THINGS TO DO ::
**A.** Say whether each statement agrees with the wreckage report, answering yes or no and quoting the words that decide it: (i) The right wing's landing gear was separated at the strut. (ii) Both stabilator control cables were continuous to the cockpit. (iii) Toxicology testing on the pilot detected drugs of abuse.
**B.** Please retype the wreckage report from "MEDICAL AND PATHOLOGICAL" up to and including "abuse were detected.".

READING TEXT ::
The left wing was located in the immediate area of the main wreckage. Fire and impact related damage was noted along the full span of the wing. The fuel tank was bulged and split. The fuel cap was in place and secure. The aileron and flap remained attached to the wing and thermal related damage was noted to both. The aileron control cable was continuous to the aileron control chain. The landing gear was broken and separated at the strut.
The right wing was located in the immediate area of the main wreckage. Fire and impact related damage was noted along the full span of the wing. The fuel tank was bulged and split. The fuel cap was in place and secure. The aileron and flap remained attached to the wing and thermal related damage was noted to both. The aileron control cable was continuous to the aileron control chain. The landing gear remained attached and fire damage was noted to the assembly.
The empennage was intact with fire and impact damage noted. The assembly separated from the fuselage just forward of the vertical stabilizer. The rudder and stabilator were in place, attached to their respective hinge points, and both were observed to move freely. The stabilator balance weight was in place and both control cables were secure and continuous to the cockpit. The rudder cables were in place and continuous to the cockpit. The stabilator pitch trim drum was fire damaged and partially separated from the fuselage. About 10 of the inner shaft threads were exposed on the upper side of the drum. According to a representative from the manufacturer, this is consistent with a setting of approximately 50 percent or 6-degrees, of the available 12-degrees of nose up trim.
MEDICAL AND PATHOLOGICAL INFORMATION
An autopsy was performed on the pilot on August 25, as authorized by the Apache County Medical Examiner's Office. The postmortem report attributed the cause of death to "multiple injuries due to blunt force trauma."
The FAA's Civil Aerospace Medical Institute performed forensics toxicology testing on specimens from the pilot and no drugs of abuse were detected.

RECORDS SUPPLIED ::

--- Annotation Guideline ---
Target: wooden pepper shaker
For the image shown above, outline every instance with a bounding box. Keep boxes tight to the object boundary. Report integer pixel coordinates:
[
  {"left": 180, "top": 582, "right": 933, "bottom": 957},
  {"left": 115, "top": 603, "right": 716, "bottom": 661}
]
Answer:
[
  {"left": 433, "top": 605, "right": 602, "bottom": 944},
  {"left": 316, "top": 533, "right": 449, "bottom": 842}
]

---

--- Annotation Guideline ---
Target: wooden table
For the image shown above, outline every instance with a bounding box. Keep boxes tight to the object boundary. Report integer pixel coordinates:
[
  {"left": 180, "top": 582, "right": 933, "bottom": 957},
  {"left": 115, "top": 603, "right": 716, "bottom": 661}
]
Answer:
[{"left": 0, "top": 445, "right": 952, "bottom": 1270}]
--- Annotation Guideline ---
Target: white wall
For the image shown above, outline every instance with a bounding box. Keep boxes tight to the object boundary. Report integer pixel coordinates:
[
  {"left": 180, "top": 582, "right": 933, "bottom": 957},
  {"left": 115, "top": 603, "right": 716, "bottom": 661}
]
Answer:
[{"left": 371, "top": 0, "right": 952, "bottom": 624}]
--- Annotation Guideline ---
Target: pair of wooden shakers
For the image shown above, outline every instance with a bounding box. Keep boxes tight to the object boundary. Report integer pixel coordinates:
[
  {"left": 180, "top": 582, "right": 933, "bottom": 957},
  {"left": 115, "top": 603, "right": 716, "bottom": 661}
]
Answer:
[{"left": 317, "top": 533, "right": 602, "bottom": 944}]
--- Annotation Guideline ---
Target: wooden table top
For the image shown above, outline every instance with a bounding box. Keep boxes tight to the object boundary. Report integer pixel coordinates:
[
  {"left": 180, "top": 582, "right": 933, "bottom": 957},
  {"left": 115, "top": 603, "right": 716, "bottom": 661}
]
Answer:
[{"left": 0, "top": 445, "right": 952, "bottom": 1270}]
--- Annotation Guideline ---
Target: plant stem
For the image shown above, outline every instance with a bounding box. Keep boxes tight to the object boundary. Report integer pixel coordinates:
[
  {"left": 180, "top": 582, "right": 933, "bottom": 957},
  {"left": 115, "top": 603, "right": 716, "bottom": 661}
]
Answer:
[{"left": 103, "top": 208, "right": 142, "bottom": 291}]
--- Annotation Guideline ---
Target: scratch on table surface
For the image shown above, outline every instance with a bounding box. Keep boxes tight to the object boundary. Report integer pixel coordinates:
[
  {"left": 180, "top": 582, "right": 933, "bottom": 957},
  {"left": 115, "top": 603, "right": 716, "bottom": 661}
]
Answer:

* * *

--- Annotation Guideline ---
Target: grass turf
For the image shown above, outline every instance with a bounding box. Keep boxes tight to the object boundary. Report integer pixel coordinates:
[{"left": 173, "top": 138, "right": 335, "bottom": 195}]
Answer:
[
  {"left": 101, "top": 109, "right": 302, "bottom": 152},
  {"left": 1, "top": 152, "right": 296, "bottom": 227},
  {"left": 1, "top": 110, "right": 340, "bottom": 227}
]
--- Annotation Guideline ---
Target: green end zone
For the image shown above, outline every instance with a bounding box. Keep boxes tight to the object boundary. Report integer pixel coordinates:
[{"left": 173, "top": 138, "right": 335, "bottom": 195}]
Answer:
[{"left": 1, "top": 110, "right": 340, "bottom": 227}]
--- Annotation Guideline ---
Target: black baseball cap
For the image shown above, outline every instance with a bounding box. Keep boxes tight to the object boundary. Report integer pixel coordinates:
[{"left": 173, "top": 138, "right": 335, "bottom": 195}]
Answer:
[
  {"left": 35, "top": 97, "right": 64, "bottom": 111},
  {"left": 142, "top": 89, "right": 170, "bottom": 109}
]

PER-TASK ANSWERS ::
**A.**
(i) No: "The landing gear remained attached and fire damage was noted to the assembly."
(ii) Yes: "both control cables were secure and continuous to the cockpit"
(iii) No: "no drugs of abuse were detected"

**B.**
MEDICAL AND PATHOLOGICAL INFORMATION
An autopsy was performed on the pilot on August 25, as authorized by the Apache County Medical Examiner's Office. The postmortem report attributed the cause of death to "multiple injuries due to blunt force trauma."
The FAA's Civil Aerospace Medical Institute performed forensics toxicology testing on specimens from the pilot and no drugs of abuse were detected.